▸ THE TASK:
Format everything from the line containing "Task: tag the roasted" down to the line containing "Query: roasted coffee bean" as a numbered list, including both of those lines and skipping any blank lines.

▸ STORED ROWS:
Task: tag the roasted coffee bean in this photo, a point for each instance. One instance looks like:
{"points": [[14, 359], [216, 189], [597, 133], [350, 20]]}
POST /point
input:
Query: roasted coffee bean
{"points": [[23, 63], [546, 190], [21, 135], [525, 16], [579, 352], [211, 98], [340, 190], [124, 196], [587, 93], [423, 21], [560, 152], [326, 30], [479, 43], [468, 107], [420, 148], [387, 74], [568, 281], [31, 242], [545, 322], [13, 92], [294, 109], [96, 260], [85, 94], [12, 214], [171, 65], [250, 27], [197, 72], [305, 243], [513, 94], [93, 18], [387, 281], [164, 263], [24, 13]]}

==

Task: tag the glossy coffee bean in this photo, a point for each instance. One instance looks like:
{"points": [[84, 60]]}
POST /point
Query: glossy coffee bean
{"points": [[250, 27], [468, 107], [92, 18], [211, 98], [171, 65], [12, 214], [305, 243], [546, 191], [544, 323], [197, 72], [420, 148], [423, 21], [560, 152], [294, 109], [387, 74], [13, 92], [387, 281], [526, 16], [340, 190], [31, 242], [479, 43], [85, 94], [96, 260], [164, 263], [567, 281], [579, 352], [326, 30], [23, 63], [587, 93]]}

▸ SOLUTION:
1. Task: tag the roasted coffee bean in this photo, a point for each instance. One instance looks like:
2. {"points": [[14, 359], [216, 189], [597, 133], [350, 20]]}
3. POST /point
4. input:
5. Query: roasted coffee bean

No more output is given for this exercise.